Parts of the exercise:
1. In the knee arthroplasty passage, how many intersecting flat surfaces does a common femoral component have on its inner surface?
2. Reproduce the part of the knee arthroplasty passage between "The present invention relates generally" and "joint replacement surgery.", inclusive.

Excerpt to read:

......

The present invention relates generally to total knee arthroplasty. More specifically, the present invention relates to cutting blocks for use in preparing the distal femur to accept a femoral component of a prosthetic knee joint during knee joint replacement surgery.
During knee joint replacement surgery, the distal femoral surface of a patient's knee is often replaced with a femoral component of a prosthetic knee joint in the form of a curved metallic prosthesis. Such a femoral component may have a generally smooth and continuous outer curvature that faces a corresponding tibial component which is attached to the patient's tibia. The inner surface (i.e., the side abutting the femur) of this type of femoral component of the prosthetic knee joint is typically provided with a number of intersecting flat surfaces. A common femoral component provides five intersecting flat surfaces on its inner surface. One of the flat surfaces is adapted to face the posterior surface of the femur. A second flat surface is adapted to engage the anterior cortical surface of the femur. A third flat surface is adapted to engage the distal end of the patient's femur. Additionally, a pair of flat chamfer surfaces form diagonally extending surfaces which form an interface between the distal surface and the respective anterior and posterior surfaces.

......

Study material:
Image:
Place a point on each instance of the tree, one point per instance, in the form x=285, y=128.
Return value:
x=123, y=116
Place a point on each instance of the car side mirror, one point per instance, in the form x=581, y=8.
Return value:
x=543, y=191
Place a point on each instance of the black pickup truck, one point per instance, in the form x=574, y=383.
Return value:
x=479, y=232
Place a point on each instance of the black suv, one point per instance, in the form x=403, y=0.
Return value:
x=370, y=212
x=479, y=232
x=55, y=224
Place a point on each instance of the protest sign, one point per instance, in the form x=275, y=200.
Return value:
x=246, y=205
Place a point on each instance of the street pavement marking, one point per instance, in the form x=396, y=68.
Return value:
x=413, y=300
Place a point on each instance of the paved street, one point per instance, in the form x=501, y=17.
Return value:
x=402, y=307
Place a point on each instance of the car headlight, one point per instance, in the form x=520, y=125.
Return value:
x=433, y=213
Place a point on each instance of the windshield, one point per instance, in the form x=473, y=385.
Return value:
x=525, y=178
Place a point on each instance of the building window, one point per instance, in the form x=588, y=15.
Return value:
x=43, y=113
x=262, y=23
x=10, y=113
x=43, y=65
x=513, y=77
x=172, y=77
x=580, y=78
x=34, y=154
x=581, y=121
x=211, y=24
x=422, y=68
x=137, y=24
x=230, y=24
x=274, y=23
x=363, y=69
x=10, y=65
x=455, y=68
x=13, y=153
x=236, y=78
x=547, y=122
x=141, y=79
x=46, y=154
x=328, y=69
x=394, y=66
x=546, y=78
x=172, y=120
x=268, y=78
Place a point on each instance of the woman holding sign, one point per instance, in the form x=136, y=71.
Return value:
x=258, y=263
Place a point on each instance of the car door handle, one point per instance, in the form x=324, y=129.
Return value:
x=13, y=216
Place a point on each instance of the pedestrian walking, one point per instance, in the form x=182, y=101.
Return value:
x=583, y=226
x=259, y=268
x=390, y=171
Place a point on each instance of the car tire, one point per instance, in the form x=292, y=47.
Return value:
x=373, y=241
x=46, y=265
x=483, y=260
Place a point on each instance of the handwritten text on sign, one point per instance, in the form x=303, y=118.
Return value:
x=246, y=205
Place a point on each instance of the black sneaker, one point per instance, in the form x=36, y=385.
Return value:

......

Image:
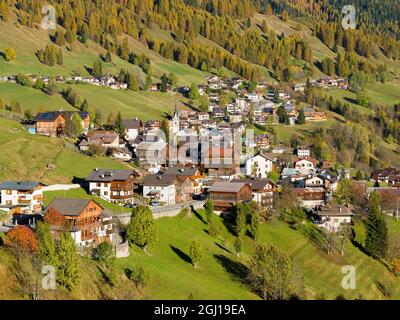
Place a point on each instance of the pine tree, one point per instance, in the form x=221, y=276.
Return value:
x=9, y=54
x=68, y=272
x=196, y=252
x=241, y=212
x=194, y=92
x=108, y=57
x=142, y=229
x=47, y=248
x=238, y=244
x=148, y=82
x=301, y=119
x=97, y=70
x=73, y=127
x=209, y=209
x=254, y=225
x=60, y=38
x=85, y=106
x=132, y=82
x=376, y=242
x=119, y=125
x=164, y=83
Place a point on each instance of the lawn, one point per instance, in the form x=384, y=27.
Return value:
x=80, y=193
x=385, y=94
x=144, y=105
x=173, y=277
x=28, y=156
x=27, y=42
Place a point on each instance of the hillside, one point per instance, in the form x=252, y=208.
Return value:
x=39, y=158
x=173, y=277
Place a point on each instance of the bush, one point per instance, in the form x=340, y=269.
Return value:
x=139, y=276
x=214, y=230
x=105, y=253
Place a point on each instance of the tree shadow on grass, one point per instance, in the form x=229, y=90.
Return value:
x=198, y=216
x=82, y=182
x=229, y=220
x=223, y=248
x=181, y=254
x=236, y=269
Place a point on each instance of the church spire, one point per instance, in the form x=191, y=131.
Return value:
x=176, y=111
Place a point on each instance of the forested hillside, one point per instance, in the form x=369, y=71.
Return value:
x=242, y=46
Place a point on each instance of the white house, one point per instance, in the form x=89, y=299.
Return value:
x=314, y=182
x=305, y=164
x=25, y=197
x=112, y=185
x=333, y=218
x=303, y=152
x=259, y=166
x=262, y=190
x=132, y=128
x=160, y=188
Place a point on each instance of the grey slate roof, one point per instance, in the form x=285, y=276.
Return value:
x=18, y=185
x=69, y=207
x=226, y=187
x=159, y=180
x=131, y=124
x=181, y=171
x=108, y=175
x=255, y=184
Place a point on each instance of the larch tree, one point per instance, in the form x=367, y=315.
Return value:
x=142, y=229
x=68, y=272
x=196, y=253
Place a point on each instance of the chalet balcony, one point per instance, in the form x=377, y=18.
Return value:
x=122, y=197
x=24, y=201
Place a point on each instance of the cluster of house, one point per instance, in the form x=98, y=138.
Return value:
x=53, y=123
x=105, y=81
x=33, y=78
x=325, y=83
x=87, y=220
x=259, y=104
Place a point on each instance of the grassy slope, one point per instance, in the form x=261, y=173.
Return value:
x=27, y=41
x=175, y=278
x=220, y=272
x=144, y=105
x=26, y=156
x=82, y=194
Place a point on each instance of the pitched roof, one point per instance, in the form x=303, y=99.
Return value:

......

Per-task outputs:
1. Five.

2.
The present invention relates generally to total knee arthroplasty. More specifically, the present invention relates to cutting blocks for use in preparing the distal femur to accept a femoral component of a prosthetic knee joint during knee joint replacement surgery.